INSTRUCTION A - Find each line in the records that contains the string "leaf" and copy those lines out.

EXCERPT -
<<<<

Boundary problem (spatial analysis)

(Redirected from Boundary problem (in spatial analysis))

A boundary problem in analysis is a phenomenon in which geographical patterns are differentiated by the shape and arrangement of boundaries that are drawn for administrative or measurement purposes. This is distinct from and must not be confused with the boundary problem in the philosophy of science that is also called the demarcation problem.

Definition

In spatial analysis, four major problems interfere with an accurate estimation of the statistical parameter: the boundary problem, scale problem, pattern problem (or spatial autocorrelation), and modifiable areal unit problem (Barber 1988). The boundary problem occurs because of the loss of neighbours in analyses that depend on the values of the neighbours. While geographic phenomena are measured and analyzed within a specific unit, identical spatial data can appear either dispersed or clustered depending on the boundary placed around the data. In analysis with point data, dispersion is evaluated as dependent of the boundary. In analysis with area data, statistics should be interpreted based upon the boundary.

>>>>

DATASET EXCERPTS -
<<<<

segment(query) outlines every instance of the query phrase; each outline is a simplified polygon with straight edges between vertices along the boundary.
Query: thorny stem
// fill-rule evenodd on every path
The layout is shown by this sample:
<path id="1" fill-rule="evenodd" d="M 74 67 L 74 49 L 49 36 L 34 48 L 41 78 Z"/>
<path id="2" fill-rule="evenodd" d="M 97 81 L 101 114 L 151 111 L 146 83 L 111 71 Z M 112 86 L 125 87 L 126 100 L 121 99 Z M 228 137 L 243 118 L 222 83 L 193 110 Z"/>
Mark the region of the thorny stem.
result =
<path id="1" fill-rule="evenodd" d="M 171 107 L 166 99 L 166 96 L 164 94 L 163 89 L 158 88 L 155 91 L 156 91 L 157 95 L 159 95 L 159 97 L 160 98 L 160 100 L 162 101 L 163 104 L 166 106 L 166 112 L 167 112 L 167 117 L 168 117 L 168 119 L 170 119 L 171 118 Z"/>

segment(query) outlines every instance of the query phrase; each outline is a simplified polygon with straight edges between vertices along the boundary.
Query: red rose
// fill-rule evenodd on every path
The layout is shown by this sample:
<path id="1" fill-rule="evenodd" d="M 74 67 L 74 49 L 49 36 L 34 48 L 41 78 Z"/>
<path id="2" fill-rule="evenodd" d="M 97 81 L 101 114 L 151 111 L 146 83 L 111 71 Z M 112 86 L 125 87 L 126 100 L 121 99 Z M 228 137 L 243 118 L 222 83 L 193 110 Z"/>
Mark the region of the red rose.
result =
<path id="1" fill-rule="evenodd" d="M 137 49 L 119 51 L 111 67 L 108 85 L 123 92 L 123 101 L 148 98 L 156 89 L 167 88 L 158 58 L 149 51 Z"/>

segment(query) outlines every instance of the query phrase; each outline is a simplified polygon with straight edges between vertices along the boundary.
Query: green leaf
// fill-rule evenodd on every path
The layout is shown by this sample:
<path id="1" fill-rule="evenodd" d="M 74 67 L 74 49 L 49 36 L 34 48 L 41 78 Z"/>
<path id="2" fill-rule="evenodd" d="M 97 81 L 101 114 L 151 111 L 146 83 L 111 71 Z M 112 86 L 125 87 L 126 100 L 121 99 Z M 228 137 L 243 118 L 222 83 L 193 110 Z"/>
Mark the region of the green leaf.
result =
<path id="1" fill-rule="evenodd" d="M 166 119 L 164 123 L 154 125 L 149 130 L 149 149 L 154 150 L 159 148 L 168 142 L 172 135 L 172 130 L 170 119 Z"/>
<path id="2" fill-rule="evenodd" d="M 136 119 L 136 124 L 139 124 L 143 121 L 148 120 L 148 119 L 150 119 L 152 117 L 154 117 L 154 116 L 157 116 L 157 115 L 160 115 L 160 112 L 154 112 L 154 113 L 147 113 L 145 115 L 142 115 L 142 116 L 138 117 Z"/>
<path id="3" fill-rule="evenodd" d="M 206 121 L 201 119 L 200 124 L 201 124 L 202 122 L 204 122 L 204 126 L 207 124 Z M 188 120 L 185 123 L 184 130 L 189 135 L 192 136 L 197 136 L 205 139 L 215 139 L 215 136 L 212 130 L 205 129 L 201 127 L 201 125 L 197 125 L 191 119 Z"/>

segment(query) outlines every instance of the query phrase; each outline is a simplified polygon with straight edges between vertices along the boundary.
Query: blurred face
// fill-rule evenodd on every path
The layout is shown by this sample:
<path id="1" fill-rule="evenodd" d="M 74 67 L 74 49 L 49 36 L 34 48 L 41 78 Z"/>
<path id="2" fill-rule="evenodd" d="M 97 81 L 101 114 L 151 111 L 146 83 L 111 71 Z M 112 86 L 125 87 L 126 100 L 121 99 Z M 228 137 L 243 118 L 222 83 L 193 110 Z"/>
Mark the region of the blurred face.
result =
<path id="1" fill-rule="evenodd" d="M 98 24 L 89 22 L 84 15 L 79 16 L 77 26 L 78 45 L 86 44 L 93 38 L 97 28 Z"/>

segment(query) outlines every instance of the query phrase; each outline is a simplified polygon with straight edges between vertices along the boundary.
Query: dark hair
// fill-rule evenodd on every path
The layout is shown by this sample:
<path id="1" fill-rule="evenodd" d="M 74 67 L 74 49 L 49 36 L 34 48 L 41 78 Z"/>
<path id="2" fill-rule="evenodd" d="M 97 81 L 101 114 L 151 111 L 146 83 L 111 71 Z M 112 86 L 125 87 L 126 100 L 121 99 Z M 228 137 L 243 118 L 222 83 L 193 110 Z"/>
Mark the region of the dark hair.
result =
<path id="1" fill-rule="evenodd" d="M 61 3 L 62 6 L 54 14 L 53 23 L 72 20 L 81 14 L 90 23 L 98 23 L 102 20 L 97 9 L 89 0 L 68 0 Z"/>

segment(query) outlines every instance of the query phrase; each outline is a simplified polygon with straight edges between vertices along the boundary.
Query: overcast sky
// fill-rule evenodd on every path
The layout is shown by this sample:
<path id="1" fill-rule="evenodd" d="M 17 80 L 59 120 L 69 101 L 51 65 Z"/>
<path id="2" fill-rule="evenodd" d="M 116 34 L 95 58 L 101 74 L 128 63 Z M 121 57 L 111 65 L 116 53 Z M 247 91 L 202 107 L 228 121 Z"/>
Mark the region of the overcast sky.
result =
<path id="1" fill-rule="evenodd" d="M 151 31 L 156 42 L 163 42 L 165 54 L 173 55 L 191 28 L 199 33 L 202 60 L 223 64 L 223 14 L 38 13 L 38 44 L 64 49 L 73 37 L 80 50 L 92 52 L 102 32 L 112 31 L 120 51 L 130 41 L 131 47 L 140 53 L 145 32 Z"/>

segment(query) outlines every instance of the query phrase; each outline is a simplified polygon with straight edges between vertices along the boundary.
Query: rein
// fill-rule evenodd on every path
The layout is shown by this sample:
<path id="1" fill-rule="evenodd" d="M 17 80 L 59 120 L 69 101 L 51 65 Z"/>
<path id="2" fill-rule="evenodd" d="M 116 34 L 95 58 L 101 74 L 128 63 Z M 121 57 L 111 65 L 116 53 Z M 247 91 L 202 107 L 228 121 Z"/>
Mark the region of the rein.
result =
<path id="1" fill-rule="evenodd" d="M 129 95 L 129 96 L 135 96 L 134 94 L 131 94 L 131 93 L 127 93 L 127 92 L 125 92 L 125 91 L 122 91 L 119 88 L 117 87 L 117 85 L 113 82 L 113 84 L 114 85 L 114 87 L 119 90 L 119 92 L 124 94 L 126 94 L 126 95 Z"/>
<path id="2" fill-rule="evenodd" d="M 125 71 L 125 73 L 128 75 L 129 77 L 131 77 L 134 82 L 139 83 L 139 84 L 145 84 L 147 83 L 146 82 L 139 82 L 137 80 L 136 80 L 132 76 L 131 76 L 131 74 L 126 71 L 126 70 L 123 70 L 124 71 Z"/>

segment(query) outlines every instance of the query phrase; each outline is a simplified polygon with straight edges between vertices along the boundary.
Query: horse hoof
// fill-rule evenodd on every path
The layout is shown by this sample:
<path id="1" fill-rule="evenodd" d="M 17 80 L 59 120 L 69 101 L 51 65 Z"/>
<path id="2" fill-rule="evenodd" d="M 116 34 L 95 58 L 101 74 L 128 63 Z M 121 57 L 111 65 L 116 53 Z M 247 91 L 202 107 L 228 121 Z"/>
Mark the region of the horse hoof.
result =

>>>>

INSTRUCTION B - According to the text on the boundary problem, what are the four major problems in spatial analysis that interfere with an accurate estimation of the statistical parameter?

WRITTEN REPLY A -
Query: green leaf
Mark the region of the green leaf.

WRITTEN REPLY B - The boundary problem, the scale problem, the pattern problem (or spatial autocorrelation), and the modifiable areal unit problem.